GIVEN RECORDS Start Marker

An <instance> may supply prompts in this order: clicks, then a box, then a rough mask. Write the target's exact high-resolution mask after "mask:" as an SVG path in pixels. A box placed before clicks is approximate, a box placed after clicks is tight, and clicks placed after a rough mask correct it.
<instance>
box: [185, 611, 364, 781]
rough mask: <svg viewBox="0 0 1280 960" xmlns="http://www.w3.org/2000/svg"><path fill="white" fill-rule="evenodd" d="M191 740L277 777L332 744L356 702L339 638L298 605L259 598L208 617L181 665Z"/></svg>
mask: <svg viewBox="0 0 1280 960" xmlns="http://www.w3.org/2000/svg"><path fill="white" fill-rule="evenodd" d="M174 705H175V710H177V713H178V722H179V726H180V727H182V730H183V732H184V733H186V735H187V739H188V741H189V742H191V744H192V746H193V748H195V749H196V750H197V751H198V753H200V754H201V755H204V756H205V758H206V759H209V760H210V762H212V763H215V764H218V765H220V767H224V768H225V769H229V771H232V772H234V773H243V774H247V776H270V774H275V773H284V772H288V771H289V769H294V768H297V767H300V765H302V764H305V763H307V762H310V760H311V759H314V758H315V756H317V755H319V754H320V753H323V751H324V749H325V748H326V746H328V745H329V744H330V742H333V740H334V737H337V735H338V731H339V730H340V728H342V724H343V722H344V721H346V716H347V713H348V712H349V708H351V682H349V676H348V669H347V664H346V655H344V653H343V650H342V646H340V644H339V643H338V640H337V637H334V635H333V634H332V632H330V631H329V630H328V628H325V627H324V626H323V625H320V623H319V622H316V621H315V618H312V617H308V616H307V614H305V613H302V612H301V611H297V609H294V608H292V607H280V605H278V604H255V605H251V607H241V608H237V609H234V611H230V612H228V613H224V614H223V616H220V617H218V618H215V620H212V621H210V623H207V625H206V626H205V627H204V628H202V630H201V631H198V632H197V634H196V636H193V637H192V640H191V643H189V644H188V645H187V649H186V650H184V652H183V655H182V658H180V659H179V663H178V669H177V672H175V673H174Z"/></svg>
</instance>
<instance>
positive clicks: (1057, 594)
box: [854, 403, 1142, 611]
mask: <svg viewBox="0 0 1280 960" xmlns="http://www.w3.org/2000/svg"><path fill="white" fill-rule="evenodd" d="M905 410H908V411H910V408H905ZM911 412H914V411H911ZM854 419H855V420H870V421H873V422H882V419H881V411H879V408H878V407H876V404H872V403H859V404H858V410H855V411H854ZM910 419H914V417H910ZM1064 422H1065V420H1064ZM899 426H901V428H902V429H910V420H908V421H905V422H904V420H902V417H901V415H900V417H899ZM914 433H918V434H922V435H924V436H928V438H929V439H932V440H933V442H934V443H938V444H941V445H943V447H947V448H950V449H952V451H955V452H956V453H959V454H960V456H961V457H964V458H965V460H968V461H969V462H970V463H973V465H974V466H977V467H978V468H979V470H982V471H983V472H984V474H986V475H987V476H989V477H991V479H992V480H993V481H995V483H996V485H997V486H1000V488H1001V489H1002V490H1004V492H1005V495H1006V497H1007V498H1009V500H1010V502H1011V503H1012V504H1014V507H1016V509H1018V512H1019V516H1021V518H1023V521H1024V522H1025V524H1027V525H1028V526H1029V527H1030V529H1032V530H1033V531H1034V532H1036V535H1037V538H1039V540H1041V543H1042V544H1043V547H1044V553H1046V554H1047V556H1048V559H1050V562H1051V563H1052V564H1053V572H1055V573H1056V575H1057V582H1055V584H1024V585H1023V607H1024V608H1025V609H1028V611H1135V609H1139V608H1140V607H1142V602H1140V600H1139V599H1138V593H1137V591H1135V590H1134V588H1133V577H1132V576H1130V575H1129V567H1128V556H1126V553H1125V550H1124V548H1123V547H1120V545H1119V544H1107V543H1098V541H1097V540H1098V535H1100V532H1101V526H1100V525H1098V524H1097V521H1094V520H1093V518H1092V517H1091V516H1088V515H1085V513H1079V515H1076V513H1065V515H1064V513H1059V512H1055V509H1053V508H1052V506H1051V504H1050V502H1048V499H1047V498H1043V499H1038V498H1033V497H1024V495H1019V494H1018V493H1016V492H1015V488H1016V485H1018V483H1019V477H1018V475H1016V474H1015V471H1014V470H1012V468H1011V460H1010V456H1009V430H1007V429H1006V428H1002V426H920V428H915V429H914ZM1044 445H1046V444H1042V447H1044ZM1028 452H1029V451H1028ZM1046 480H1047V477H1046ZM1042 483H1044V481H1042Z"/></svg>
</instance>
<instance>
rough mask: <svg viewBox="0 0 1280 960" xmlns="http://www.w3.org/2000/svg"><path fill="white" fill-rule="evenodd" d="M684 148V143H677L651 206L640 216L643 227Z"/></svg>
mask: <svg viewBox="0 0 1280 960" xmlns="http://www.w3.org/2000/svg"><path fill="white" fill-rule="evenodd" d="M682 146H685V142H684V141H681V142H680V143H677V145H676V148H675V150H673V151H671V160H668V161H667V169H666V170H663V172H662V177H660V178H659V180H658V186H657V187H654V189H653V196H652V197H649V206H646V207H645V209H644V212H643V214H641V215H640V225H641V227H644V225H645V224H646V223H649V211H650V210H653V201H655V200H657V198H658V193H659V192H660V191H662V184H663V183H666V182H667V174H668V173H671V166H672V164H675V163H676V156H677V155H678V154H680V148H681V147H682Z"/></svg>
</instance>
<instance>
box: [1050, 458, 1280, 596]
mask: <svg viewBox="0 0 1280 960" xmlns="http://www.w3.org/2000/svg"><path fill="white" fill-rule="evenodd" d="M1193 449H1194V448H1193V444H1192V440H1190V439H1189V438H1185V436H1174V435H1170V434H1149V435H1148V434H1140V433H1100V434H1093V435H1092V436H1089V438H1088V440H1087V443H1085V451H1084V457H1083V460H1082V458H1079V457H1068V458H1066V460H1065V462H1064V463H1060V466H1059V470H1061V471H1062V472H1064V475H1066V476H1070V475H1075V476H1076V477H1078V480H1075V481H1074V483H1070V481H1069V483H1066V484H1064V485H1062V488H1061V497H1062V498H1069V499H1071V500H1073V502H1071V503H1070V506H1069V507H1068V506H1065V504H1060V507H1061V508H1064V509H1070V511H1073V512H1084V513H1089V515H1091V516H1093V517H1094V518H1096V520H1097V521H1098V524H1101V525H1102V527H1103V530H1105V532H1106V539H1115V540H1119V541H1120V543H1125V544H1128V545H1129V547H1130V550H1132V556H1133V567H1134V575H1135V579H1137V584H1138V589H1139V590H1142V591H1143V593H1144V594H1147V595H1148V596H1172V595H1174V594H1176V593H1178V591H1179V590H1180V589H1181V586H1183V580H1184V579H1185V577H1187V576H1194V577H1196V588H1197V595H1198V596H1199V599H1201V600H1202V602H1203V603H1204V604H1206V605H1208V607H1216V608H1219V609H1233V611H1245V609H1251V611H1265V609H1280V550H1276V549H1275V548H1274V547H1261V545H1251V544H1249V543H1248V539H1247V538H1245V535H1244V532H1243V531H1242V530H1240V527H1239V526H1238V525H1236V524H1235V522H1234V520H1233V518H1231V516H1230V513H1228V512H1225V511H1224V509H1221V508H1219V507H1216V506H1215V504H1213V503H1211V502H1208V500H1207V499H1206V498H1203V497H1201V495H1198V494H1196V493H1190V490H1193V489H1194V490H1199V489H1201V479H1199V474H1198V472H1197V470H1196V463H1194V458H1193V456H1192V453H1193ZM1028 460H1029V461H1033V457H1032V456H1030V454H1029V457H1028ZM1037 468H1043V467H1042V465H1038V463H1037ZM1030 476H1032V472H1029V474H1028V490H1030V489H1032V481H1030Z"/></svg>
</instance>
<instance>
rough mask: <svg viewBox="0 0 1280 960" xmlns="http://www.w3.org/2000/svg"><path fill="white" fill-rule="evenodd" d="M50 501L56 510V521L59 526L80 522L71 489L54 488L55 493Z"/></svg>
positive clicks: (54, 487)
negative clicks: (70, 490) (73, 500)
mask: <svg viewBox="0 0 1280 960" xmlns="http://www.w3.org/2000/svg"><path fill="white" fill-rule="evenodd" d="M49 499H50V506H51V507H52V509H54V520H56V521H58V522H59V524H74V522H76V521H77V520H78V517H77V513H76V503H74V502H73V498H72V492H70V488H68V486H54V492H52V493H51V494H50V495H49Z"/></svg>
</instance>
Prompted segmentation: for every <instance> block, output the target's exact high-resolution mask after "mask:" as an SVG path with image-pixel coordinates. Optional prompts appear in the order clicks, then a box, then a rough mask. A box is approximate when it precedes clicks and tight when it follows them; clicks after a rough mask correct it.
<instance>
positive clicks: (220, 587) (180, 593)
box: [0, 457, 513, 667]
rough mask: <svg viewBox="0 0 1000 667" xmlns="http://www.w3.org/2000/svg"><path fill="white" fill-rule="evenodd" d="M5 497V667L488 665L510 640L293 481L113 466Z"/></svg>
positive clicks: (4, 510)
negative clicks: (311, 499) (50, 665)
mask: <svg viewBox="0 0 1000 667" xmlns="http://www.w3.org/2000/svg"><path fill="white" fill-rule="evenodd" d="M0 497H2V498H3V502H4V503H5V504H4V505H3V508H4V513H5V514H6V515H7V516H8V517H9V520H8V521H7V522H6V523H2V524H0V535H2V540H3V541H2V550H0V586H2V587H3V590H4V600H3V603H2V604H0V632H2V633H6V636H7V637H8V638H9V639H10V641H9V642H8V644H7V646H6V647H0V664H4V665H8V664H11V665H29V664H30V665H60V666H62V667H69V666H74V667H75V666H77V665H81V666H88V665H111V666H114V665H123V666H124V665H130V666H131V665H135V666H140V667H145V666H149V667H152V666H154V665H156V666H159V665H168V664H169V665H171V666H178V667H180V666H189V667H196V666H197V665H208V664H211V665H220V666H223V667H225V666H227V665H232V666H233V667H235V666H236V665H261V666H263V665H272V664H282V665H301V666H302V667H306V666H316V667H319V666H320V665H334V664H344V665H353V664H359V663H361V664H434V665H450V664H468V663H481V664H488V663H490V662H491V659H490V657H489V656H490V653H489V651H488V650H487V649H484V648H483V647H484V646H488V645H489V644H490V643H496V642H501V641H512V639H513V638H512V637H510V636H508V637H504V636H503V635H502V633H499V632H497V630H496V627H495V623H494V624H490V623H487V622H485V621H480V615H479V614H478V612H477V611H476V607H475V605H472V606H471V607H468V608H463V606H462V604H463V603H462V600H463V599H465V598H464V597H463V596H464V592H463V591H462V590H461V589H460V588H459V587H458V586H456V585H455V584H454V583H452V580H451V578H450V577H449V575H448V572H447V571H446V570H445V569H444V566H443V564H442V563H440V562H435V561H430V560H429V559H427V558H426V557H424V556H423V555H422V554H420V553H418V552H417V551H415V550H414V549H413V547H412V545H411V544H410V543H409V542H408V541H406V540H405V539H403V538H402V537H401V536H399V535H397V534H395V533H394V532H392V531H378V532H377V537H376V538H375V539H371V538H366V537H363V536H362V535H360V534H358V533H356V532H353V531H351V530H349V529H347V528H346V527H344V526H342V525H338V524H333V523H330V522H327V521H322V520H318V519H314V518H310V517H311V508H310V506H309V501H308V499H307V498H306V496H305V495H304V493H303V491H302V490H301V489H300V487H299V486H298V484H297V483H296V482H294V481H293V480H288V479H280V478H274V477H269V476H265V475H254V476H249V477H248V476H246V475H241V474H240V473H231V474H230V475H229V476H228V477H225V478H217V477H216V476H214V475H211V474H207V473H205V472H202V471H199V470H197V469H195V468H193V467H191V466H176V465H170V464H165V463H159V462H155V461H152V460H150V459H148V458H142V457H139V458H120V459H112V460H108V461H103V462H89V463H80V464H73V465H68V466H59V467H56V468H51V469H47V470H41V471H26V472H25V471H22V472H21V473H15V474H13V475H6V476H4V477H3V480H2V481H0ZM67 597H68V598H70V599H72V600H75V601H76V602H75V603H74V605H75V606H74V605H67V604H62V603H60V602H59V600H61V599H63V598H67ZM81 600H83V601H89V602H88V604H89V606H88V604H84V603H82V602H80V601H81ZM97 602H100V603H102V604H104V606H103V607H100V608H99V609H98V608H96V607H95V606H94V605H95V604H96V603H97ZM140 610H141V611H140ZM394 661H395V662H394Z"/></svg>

GIVEN RECORDS End Marker

* **WHAT IS REQUIRED**: Where in the entries above does the word "positive" appear? Copy each line that has it.

* **SOLUTION FOR THIS TASK**:
positive clicks: (1057, 594)
positive clicks: (54, 487)
positive clicks: (220, 587) (180, 593)
positive clicks: (4, 510)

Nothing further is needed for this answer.